Requirement 1
Using the hypothesis testing text, explain in one to three sentences why picking a smaller significance level involves a trade-off.
Requirement 2
Please translate this sentence from the hypothesis testing text into Spanish: "A smaller P-value indicates stronger evidence against the null hypothesis."
Requirement 3
According to the hypothesis testing text, what sample size is typically considered large enough for a Z-test?

Text
========================================

# **Statistics Part 2**

---

#### **What is hypothesis testing in statistics?**
Hypothesis testing is a statistical method used to make inferences or draw conclusions about a population based on sample data. It involves two competing hypotheses: the **null hypothesis (H₀)** and the **alternative hypothesis (H₁)**. The goal is to determine whether there is enough statistical evidence to reject the null hypothesis.

---

#### **What is the null hypothesis, and how does it differ from the alternative hypothesis?**
- **Null hypothesis (H₀)**: This is the hypothesis that there is no effect or difference in the population. It assumes that any observed effect in the sample is due to chance.
- **Alternative hypothesis (H₁)**: This is the hypothesis that there is a significant effect or difference in the population. It represents the claim that the researcher is trying to prove.

Example:
- H₀: The mean height of men is 5'8".
- H₁: The mean height of men is not 5'8".

---

#### **What is the significance level in hypothesis testing, and why is it important?**
The **significance level (α)** is the probability of rejecting the null hypothesis when it is actually true (Type 1 error). It represents the threshold for deciding whether the test results are statistically significant. Common significance levels are 0.05, 0.01, and 0.10. A smaller α value reduces the chance of making a Type 1 error but increases the chance of a Type 2 error.

---

#### **What does a P-value represent in hypothesis testing?**
The **P-value** is the probability of obtaining a test statistic at least as extreme as the one observed, under the assumption that the null hypothesis is true. A smaller P-value indicates stronger evidence against the null hypothesis. If the P-value is less than the significance level (α), you reject the null hypothesis.

---

#### **How do you interpret the P-value in hypothesis testing?**
- **P-value < α (significance level)**: Reject the null hypothesis. There is enough evidence to support the alternative hypothesis.
- **P-value ≥ α**: Fail to reject the null hypothesis. There is insufficient evidence to support the alternative hypothesis.

---

#### **What are Type 1 and Type 2 errors in hypothesis testing?**
- **Type 1 error (α)**: Rejecting the null hypothesis when it is actually true (false positive).
- **Type 2 error (β)**: Failing to reject the null hypothesis when it is actually false (false negative).

---

#### **What is the difference between a one-tailed and a two-tailed test in hypothesis testing?**
- **One-tailed test**: Tests for the possibility of an effect in one direction (either greater than or less than a certain value).
  - Example: H₀: µ ≤ 5, H₁: µ > 5
- **Two-tailed test**: Tests for the possibility of an effect in both directions (greater than or less than a certain value).
  - Example: H₀: µ = 5, H₁: µ ≠ 5

---

#### **What is the Z-test, and when is it used in hypothesis testing?**
The **Z-test** is used to determine whether there is a significant difference between the sample mean and the population mean, especially when the sample size is large (typically n > 30) and the population standard deviation is known. It follows the standard normal distribution.

========================================

Data entries
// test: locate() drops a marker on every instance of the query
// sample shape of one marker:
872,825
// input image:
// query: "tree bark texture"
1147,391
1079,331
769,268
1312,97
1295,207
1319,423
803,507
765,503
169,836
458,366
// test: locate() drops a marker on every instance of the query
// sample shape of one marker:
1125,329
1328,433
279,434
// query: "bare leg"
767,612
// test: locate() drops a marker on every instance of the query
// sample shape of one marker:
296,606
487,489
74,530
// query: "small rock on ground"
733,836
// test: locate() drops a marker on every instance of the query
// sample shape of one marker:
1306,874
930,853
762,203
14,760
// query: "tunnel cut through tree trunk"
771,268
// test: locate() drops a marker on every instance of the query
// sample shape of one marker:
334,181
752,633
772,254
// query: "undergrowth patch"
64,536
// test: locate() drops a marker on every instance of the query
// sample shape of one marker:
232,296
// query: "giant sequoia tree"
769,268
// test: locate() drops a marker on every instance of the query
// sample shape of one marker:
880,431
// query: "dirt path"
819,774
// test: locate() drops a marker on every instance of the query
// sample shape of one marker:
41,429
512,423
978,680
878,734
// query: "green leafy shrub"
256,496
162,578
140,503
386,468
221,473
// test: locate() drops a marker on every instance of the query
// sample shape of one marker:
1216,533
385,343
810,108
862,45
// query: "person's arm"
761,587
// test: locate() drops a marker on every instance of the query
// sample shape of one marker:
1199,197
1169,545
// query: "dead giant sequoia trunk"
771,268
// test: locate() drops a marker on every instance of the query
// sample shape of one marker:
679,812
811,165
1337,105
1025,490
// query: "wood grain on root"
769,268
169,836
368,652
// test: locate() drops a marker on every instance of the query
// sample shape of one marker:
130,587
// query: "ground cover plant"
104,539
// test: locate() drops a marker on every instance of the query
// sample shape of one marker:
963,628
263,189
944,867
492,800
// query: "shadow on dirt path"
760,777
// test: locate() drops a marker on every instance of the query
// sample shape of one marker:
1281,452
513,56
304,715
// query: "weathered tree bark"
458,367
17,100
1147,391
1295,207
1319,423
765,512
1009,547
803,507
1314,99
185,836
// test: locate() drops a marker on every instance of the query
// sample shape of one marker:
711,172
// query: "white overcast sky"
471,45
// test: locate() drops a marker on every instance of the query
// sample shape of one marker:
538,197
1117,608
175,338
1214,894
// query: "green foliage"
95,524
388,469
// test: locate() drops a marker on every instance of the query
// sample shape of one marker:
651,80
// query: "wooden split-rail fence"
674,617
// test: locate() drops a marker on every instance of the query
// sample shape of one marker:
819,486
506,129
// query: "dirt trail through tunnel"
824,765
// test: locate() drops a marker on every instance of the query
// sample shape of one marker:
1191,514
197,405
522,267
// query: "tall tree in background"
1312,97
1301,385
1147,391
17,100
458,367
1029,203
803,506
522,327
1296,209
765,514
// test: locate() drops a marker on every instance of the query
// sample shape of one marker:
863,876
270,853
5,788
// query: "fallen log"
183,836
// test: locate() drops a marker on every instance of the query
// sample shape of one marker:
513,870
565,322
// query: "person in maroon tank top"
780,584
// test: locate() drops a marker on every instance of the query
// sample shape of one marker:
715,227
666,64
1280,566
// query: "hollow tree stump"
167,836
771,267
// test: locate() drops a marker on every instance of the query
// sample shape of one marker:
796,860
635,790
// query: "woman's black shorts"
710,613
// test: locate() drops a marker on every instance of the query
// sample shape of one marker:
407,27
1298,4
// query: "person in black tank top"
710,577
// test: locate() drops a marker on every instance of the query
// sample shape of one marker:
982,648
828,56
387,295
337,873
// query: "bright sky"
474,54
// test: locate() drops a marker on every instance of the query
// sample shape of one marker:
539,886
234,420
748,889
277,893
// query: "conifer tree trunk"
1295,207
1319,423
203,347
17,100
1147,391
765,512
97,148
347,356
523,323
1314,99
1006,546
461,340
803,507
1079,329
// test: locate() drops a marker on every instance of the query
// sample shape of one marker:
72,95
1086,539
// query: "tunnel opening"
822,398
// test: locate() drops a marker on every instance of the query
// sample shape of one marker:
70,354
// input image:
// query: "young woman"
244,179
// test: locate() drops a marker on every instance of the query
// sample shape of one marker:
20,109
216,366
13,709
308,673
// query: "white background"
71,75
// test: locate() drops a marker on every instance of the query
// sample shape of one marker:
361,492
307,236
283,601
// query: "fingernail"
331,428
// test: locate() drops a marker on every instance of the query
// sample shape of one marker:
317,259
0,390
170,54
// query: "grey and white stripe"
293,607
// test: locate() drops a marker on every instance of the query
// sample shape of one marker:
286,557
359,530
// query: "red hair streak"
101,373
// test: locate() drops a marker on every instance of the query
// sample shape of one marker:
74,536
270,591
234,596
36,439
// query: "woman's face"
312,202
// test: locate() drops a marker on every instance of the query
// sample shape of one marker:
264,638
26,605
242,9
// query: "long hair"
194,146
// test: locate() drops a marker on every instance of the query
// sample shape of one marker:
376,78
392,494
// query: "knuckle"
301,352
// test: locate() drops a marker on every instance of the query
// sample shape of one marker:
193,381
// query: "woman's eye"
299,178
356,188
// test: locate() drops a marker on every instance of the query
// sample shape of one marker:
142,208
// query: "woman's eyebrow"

========================================

Task answer 1
The significance level (α) is the probability of rejecting the null hypothesis when it is actually true, which is a Type 1 error. A smaller α lowers the chance of that error, but it raises the chance of a Type 2 error, which means failing to reject the null hypothesis when it is actually false.

Task answer 2
Un valor P más pequeño indica una evidencia más sólida en contra de la hipótesis nula.

Task answer 3
Typically more than 30 (n > 30).